------ SOURCE MATERIAL
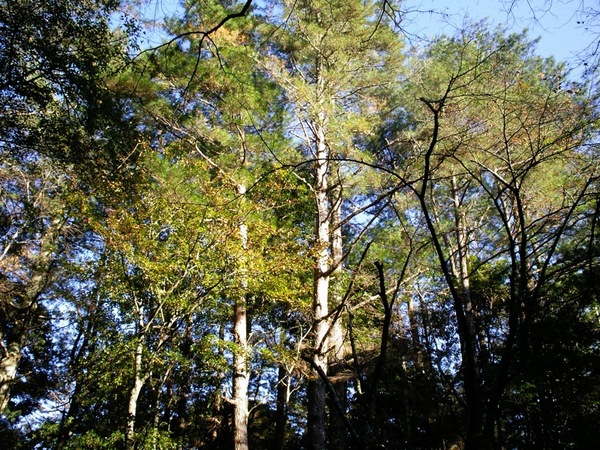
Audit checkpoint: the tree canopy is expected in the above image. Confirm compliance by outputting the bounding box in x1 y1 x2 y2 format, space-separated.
1 1 599 449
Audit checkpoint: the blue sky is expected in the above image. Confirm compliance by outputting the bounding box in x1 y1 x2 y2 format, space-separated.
403 0 595 73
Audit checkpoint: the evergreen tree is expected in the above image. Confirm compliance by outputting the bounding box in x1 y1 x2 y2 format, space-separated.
264 1 404 446
0 0 139 434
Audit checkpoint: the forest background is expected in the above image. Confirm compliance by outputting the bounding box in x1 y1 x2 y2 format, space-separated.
1 0 600 449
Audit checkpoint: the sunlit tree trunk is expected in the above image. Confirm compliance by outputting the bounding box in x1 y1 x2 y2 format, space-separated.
308 85 331 449
233 183 249 450
0 339 24 414
126 308 151 450
265 2 404 446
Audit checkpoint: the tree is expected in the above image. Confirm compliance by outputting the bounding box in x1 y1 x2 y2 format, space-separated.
0 156 68 416
97 155 229 449
263 0 404 447
2 2 599 448
117 2 310 448
377 24 599 448
0 0 139 422
0 0 137 172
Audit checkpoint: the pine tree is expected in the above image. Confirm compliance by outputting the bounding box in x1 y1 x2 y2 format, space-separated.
264 0 404 447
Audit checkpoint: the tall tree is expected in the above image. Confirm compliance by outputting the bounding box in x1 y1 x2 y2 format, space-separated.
0 0 138 421
3 2 599 448
264 0 404 447
99 155 227 449
0 156 69 415
122 1 304 448
379 25 599 448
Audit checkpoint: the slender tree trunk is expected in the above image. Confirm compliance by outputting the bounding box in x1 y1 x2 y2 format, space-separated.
0 339 24 414
360 262 396 450
419 100 483 449
328 184 347 450
274 362 290 450
233 183 249 450
308 102 330 450
126 327 149 450
233 293 249 450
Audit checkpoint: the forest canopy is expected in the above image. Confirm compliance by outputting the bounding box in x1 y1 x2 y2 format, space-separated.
1 1 599 449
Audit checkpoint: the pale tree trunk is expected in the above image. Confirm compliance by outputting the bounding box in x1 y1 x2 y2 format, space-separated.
0 340 24 414
192 127 250 449
308 101 331 450
233 183 249 450
126 308 151 450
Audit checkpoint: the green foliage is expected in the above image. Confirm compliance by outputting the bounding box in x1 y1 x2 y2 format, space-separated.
372 21 600 449
0 0 139 180
2 2 600 449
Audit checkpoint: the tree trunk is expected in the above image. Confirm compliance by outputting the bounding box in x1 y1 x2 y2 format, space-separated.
233 295 249 450
274 363 290 450
418 102 485 449
308 102 330 450
233 183 249 450
451 175 483 448
0 340 23 414
328 185 347 450
126 331 149 450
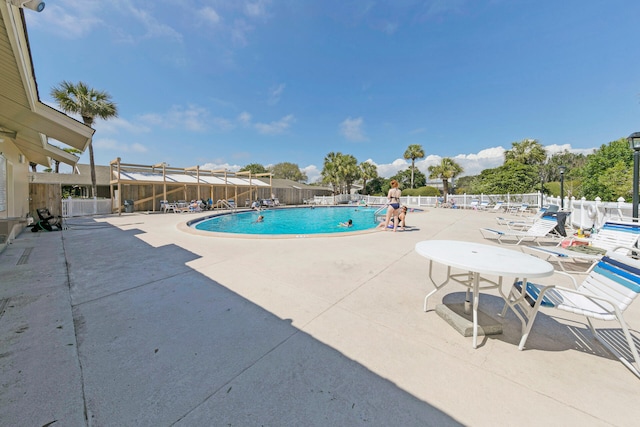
------------
*EXERCISE DESCRIPTION*. Output the full listing verbatim, but drop the images.

*YOUR RESPONSE*.
Audit checkpoint: the tree canopy is expected in the above image. Confirm compliance by outputting the bounding box in x1 y1 x2 y2 format, space-separated.
1 1 599 449
Audit checkpoint: the blue sky is expected in the above image. Confirm compliance by outputting the bounding box in x1 y1 x2 y2 format, space-separated.
403 0 595 73
Audit checkpoint: the evergreen tree is expected in the above image. Confirm compliance by outputting the bounding box in x1 y1 x2 y2 format, space-separated.
264 1 404 446
0 0 139 434
Audit checkpoint: the forest background is expected in the above image. Confirm compliance by outputting the bounding box in x1 y1 x2 y2 format, space-separated.
1 0 600 449
Audit checkpoint: the sunlit tree trunk is expected in the above image. Confirm compliance by outputting the bounding box in x1 y1 x2 y2 format, space-separated.
308 85 331 449
233 183 249 450
0 339 24 414
126 308 151 450
265 2 404 446
Audit checkpoint: the tree is expected in the above image. Confirm compliance by outputting the bounding box in x1 y1 x2 y2 format, space-separated.
0 156 68 416
97 155 229 449
263 0 404 447
2 2 599 448
117 2 310 448
377 24 599 448
0 0 139 422
0 0 137 172
Audit checkpoint: the pine tree is expected in the above image. Confirm compliance by outputting the bounding box in x1 y1 x2 y2 format, space-separated.
264 0 404 447
Audit checkpoint: the tall tree is expected in the above image. Confirm compliance by outputting the bounding box in x1 y1 x2 y2 format, space-separated.
0 0 138 421
3 2 599 448
264 0 404 447
99 155 227 449
0 156 69 415
122 1 304 448
379 25 599 448
Audit checkpoint: the slender tree trunk is expected in the above image. Confirm compliance by outputting the bounding box in x1 y1 x2 y2 format, space-separated.
0 339 24 414
360 262 396 450
419 100 483 449
328 184 347 450
274 362 290 450
233 183 249 450
308 102 330 450
126 327 149 450
233 293 249 450
Audit checkpoint: the forest canopy is expected in the above image. Confirm compliance by outputting the bounding box in x1 y1 x2 y2 format, space-separated.
1 1 599 449
Audit checkpoint: the pale tree trunk is expected in the above image. Confirm compliance by outputting the bounding box in x1 y1 x2 y2 format, space-separated.
0 340 24 414
192 127 250 449
308 101 331 450
233 183 249 450
126 308 151 450
Audit checkpoint: the green foliage is expected in the above image. Confirm compliance by outputting the bounding box in x1 y1 x2 y2 format, space-separated.
372 21 600 449
0 0 139 180
2 2 600 449
Audit checkpoint: the tree trunk is expected in the above image. Confirm compliance by outputting the bounding box in x1 y1 x2 y2 format, space-separated.
233 295 249 450
274 363 290 450
418 102 485 449
308 102 330 450
233 183 249 450
451 175 483 448
0 340 23 414
328 185 347 450
126 331 149 450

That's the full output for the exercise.